## PROBLEM TO WORK ON
Copy the items below, starting at the line that contains "For automation purposes, where is the dark sky" and ending after the line that contains "[0,9,240,86]", and replace "lamp post" with "light pole" while leaving everything else unchanged.

## TASK MATERIAL
----

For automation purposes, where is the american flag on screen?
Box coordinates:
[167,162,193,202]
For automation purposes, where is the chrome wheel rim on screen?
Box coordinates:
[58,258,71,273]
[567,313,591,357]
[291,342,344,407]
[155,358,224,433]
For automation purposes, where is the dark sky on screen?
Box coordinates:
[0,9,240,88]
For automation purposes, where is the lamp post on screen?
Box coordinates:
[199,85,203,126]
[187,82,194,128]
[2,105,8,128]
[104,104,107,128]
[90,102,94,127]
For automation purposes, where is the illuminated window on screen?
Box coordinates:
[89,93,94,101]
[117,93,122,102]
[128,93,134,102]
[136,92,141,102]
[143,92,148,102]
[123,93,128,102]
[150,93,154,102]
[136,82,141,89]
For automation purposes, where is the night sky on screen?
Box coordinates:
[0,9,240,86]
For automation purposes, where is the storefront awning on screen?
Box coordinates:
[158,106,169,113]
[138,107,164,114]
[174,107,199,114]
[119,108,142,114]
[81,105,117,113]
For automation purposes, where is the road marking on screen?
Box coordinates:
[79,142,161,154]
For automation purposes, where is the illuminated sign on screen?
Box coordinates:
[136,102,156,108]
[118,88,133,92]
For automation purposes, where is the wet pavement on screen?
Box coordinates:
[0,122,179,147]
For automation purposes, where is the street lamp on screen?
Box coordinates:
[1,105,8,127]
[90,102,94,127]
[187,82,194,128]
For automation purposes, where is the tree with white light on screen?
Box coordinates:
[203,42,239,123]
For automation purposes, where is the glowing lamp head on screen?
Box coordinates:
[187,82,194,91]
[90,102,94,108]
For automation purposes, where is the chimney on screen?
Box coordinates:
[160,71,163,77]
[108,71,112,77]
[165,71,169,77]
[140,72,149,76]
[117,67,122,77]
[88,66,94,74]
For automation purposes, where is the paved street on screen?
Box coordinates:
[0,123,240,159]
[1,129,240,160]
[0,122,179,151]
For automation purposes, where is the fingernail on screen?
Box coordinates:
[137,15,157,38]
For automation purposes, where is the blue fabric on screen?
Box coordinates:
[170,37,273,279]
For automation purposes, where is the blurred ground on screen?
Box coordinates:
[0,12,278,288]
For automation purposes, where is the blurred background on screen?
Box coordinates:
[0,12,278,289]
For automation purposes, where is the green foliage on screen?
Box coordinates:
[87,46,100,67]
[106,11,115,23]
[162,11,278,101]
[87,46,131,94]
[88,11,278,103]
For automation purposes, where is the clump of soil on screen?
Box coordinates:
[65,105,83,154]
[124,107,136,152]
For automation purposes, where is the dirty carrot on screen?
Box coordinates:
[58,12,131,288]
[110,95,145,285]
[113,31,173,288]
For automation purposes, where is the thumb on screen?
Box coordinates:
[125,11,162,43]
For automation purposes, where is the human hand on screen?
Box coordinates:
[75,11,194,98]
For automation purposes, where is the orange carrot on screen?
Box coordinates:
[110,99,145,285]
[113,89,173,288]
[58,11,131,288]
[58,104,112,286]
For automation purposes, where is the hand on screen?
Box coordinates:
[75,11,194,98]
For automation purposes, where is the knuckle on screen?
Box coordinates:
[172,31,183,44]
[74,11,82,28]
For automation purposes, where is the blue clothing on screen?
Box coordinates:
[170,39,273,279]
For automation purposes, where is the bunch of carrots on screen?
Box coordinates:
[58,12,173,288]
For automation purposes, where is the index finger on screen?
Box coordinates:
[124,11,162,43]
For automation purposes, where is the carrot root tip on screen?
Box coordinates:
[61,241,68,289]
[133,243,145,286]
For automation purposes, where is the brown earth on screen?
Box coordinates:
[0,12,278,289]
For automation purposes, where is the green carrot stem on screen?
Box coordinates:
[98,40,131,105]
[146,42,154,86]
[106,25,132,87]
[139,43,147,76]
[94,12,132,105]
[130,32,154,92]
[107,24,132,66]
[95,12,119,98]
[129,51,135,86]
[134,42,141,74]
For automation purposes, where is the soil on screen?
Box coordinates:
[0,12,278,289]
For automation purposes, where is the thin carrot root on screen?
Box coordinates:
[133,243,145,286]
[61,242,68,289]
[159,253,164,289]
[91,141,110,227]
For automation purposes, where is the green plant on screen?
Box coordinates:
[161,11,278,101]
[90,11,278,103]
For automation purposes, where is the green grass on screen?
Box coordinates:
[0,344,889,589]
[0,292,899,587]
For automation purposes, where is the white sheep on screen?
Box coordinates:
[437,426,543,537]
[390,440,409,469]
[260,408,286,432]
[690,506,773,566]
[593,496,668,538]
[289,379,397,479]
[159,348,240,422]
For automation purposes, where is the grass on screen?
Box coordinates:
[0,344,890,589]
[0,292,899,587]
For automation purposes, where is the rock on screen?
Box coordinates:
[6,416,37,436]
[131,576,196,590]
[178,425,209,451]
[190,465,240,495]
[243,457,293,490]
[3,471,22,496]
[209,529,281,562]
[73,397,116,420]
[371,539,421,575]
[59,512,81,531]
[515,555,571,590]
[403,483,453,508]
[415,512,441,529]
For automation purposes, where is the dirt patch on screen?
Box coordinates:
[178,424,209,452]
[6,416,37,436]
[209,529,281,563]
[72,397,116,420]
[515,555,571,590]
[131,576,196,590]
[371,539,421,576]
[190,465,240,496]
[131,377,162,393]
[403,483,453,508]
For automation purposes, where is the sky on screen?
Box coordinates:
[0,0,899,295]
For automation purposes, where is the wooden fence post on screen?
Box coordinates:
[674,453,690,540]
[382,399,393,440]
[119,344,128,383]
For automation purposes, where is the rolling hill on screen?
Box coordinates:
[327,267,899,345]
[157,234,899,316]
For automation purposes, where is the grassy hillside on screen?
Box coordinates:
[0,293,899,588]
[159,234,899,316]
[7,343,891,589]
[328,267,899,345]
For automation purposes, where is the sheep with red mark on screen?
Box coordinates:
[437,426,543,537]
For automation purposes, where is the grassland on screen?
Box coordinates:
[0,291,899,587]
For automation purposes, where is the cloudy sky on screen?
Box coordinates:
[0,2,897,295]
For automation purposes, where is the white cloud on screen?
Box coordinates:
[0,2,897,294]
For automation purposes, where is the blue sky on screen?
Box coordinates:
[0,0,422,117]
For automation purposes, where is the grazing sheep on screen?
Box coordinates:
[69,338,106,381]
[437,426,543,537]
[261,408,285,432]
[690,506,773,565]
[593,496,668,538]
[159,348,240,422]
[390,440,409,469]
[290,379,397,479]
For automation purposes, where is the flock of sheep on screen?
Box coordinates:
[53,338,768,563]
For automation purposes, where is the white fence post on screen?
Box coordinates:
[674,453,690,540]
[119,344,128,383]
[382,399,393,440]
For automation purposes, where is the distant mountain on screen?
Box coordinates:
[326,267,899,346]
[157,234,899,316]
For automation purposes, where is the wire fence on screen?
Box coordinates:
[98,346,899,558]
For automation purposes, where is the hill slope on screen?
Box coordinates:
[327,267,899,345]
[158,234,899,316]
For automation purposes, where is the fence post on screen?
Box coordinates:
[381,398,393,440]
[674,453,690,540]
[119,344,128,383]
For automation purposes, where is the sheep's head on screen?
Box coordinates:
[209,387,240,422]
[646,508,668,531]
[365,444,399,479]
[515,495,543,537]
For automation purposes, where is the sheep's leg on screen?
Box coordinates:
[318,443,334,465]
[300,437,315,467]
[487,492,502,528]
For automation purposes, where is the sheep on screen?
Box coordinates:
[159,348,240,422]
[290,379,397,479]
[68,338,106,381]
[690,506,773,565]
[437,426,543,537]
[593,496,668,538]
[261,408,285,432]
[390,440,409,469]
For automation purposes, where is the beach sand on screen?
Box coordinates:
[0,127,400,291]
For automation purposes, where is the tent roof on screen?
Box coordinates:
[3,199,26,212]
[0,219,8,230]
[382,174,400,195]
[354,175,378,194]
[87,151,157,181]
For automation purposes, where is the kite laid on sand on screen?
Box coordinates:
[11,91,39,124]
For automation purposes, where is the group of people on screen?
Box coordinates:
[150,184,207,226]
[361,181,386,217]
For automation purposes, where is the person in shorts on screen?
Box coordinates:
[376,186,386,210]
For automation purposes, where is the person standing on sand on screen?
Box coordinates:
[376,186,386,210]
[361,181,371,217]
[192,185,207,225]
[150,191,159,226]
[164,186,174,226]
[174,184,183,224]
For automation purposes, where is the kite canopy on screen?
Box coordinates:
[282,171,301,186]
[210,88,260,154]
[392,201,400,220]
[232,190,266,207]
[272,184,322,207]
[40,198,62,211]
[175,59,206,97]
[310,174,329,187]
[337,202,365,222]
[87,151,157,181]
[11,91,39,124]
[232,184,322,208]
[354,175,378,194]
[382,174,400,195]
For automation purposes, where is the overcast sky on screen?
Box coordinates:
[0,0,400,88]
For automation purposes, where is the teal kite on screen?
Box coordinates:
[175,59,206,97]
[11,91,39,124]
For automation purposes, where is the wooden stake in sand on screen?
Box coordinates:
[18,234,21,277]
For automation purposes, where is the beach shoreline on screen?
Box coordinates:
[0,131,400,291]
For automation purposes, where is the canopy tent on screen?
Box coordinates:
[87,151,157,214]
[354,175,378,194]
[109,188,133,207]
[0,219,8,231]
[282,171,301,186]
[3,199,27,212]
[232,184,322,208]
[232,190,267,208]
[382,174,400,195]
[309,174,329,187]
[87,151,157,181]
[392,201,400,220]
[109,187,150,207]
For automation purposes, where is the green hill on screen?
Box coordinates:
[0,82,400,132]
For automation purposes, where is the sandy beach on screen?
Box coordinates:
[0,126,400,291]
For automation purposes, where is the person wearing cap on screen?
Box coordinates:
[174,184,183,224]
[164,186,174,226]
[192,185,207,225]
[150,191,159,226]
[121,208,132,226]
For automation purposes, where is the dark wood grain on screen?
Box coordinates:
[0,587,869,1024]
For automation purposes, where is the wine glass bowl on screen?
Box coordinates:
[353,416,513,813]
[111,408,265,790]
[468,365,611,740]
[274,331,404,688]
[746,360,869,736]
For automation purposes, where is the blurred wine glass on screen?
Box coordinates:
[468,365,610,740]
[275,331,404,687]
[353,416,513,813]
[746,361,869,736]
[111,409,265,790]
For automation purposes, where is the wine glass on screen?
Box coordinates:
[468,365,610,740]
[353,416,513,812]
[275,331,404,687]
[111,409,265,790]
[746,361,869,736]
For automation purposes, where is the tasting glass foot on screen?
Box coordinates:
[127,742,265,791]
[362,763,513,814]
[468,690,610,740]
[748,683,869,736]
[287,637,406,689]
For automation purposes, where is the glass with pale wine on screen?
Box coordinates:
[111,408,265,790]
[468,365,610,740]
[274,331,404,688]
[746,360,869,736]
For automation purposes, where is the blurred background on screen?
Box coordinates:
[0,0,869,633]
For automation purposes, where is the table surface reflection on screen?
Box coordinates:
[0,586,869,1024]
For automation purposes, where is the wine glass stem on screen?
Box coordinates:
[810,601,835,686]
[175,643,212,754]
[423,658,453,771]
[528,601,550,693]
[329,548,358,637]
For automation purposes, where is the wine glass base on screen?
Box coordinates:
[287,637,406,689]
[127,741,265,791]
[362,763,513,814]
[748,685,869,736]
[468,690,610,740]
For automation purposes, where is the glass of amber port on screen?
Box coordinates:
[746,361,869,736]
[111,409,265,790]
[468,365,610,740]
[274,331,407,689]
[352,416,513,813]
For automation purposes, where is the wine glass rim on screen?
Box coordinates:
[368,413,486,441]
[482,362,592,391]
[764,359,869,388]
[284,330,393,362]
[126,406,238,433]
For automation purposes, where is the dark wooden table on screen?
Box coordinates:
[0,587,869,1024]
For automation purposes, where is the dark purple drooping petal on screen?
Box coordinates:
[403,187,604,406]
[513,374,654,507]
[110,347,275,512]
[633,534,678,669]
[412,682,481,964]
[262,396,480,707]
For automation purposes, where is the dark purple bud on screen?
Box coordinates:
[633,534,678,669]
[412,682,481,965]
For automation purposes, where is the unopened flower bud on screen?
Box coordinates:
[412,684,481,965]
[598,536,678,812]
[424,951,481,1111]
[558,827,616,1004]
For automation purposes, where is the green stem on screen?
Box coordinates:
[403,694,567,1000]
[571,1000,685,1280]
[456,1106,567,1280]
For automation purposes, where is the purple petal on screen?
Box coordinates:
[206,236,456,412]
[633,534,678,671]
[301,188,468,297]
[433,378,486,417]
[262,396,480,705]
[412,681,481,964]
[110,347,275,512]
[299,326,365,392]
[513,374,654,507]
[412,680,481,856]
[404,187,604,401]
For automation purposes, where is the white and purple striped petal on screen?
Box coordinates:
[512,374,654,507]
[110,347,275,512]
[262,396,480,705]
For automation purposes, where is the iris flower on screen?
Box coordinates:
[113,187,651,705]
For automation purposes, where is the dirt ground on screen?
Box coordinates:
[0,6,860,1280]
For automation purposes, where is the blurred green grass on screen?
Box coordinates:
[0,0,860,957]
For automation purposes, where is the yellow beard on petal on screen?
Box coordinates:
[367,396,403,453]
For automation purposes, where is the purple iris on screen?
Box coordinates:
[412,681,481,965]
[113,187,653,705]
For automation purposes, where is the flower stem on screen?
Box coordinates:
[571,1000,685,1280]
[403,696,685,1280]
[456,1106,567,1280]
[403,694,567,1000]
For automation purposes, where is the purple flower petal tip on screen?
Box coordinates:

----

## IN RESPONSE
For automation purposes, where is the dark sky on screen?
Box coordinates:
[0,9,240,88]
For automation purposes, where is the light pole on screen?
Box coordinates:
[199,85,203,126]
[187,82,194,128]
[2,105,8,128]
[104,104,107,128]
[90,102,94,127]
For automation purposes, where is the illuminated window on screen?
Box coordinates:
[89,93,94,101]
[117,93,122,102]
[128,93,134,102]
[136,92,141,102]
[143,92,148,102]
[123,93,128,102]
[150,93,154,102]
[136,82,141,89]
For automation purposes, where is the night sky on screen?
Box coordinates:
[0,9,240,86]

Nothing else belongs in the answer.